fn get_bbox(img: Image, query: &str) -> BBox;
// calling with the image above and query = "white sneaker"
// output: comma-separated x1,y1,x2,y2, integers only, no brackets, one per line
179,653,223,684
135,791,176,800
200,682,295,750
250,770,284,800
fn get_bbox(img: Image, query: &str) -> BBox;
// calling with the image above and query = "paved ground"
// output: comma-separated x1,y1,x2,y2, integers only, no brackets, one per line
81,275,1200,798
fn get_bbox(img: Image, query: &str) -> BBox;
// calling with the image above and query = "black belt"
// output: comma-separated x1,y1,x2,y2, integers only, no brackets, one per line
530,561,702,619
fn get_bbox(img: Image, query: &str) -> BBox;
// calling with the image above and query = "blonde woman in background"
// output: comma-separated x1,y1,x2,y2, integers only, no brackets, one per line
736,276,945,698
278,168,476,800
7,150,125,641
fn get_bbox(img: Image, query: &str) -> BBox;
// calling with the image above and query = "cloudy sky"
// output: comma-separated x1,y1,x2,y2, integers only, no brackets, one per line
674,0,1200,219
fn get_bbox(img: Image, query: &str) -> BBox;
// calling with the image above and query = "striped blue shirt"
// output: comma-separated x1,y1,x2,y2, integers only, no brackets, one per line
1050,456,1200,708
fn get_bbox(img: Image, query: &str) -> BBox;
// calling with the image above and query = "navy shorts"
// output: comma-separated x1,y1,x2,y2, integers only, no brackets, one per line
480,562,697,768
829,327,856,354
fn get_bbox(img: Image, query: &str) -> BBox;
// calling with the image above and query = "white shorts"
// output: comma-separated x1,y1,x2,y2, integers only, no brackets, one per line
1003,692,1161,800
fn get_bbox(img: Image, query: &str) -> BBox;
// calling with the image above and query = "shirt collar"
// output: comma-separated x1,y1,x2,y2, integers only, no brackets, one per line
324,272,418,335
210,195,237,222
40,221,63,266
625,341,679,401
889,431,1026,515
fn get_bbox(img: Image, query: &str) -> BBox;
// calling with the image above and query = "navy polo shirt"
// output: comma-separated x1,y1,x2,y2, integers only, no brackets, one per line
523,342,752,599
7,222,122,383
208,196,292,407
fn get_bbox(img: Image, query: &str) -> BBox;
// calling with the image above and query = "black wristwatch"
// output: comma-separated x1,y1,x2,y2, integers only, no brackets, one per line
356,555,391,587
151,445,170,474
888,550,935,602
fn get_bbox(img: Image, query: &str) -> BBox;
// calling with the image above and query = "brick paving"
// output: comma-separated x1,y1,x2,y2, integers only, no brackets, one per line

|---|

Every line above is to be duplicated exactly as shown.

**Answer box:**
fn get_bbox(img: Image, query: &str) -> BBox;
// calling with the image above and query = "white sneaker"
// output: comma-separated x1,y1,x2,y2, integers only, no brackets, one per line
179,653,223,684
135,791,176,800
200,682,295,750
250,770,284,800
fn get_bbox(img: Image, query: &str) -> BBox;
// calling with the image above and query = "paved ground"
// output: comma-separated x1,y1,x2,y2, integers only, no brackets, one per line
81,275,1200,798
fn get_bbox(img: Image, query: &str) -> BBox;
// calling with the image above and query = "black belt"
// output: comma-separated x1,y1,x2,y2, integers only, no brackets, one per line
530,561,702,619
fn get_bbox(img: Image, query: &str) -> BBox;
// calling with the image above and query = "blonde woman in background"
// output: comma-separated x1,y1,x2,y2, integers only, no brackets, one per line
736,276,945,698
278,168,476,800
7,150,125,641
fn get_bbox(img: Image, query: &str) -> BBox;
// calling with the image above and query = "cloudy sky"
// output: comma-separated x1,y1,x2,y2, integers only, no brackets, one per line
674,0,1200,219
fn get_bbox(img: Image, query: &str) -> BBox;
// calling with the image above and query = "striped blue shirt"
// output: comma-separated x1,y1,x2,y2, integers only, no brackets, one per line
1050,456,1200,708
fn get_bbox(img: Image, query: &str) -> BBox;
// calling with the image above and query = "navy shorts"
// output: comma-separated x1,y1,x2,y2, integers only, no brackets, one per line
480,562,697,768
829,327,856,354
fn get_bbox(img: Image, query: &str) -> BBox;
// calling with the image above and query = "white shorts"
// output: comma-separated x1,y1,x2,y2, integers only, no brackets, one per line
1003,692,1161,800
fn get_bbox(img: Image, query: &str) -> BBox;
// calling with the image above and query = "shirt collar"
// output: comma-separated x1,y1,x2,y2, integers only, no brackets, one per line
324,272,418,335
210,195,237,222
40,221,63,266
625,341,679,401
889,431,1026,515
fn get_bbox(img: Image, query: &str) -> BBox;
// calling with the image above and query = "navy polo shirt"
// output: comma-separated x1,y1,x2,y2, integers only, no brackets, one per line
523,342,752,599
7,222,122,383
208,196,292,407
fn get_bbox(img: Image, query: &str) -> BBox;
// calling with the image above and query = "black wristwatch"
// output: comma-separated x1,y1,x2,y2, integers only, no brackets, one per line
356,555,391,587
151,445,170,474
888,550,935,602
fn get_bbox(img: Image, query: &str) -> BBox;
// calling with the image above and query = "brick paving"
// output: comma-separated x1,y1,x2,y2, integers only, no brackets, one per line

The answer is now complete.